··· Records to use

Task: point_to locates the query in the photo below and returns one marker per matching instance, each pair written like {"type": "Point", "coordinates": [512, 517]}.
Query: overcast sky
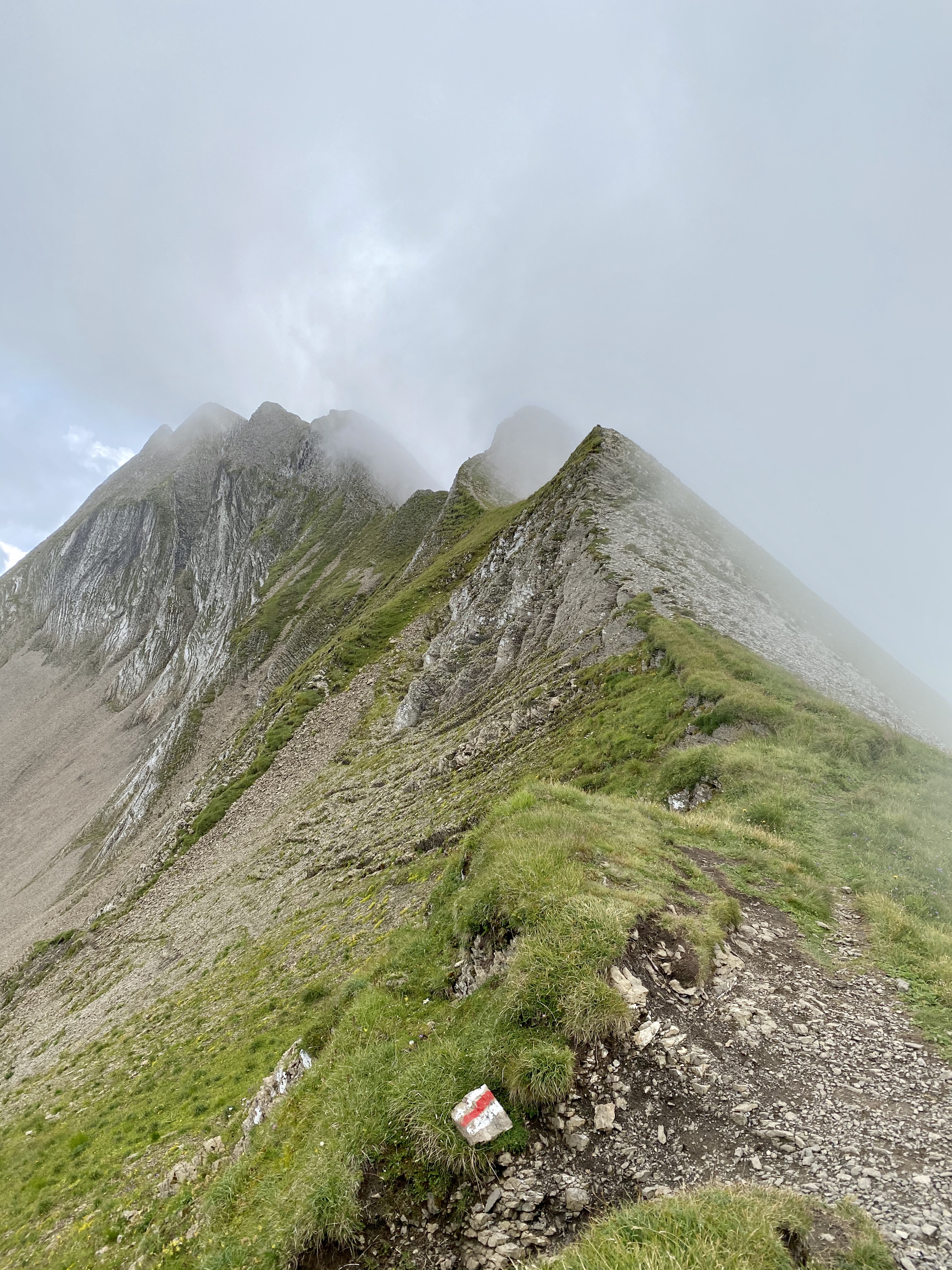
{"type": "Point", "coordinates": [723, 229]}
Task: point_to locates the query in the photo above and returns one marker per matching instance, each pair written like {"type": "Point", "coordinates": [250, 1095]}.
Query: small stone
{"type": "Point", "coordinates": [645, 1036]}
{"type": "Point", "coordinates": [605, 1117]}
{"type": "Point", "coordinates": [577, 1199]}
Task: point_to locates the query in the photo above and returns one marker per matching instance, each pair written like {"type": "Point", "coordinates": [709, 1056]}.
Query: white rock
{"type": "Point", "coordinates": [480, 1117]}
{"type": "Point", "coordinates": [605, 1117]}
{"type": "Point", "coordinates": [630, 987]}
{"type": "Point", "coordinates": [647, 1034]}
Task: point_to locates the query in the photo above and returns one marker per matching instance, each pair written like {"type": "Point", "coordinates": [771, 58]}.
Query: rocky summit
{"type": "Point", "coordinates": [534, 870]}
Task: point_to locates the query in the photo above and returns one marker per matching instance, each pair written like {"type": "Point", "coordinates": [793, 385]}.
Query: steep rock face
{"type": "Point", "coordinates": [128, 613]}
{"type": "Point", "coordinates": [541, 590]}
{"type": "Point", "coordinates": [545, 587]}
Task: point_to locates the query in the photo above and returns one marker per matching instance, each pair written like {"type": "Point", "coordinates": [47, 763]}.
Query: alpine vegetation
{"type": "Point", "coordinates": [532, 870]}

······

- Work instruction -
Whenever "like" shows up in a line of the listing, copy that whole line.

- Solution to this problem -
Task: point_to locates the query in the photo below and returns one marker per matching instance, each pair written like {"type": "Point", "coordinates": [512, 517]}.
Task: point_to locates the query in the photo above and returns one marker per matching instance, each pair written like {"type": "Point", "coordinates": [250, 1095]}.
Task: point_to locates the query in the photo above and returns one marker per matching instance, each pair written like {"type": "Point", "coordinates": [709, 1056]}.
Task: point_to locates the query in the photo above and returns one marker per matching instance, each pair written like {"type": "Point", "coordinates": [771, 58]}.
Task: point_to locates the query in the photo above and returns one marker per matching instance, each pair written like {"type": "Point", "coordinates": [793, 385]}.
Task: point_to locates the query in the photo above and returns one marker per matching instance, each pair written like {"type": "Point", "coordinates": [47, 763]}.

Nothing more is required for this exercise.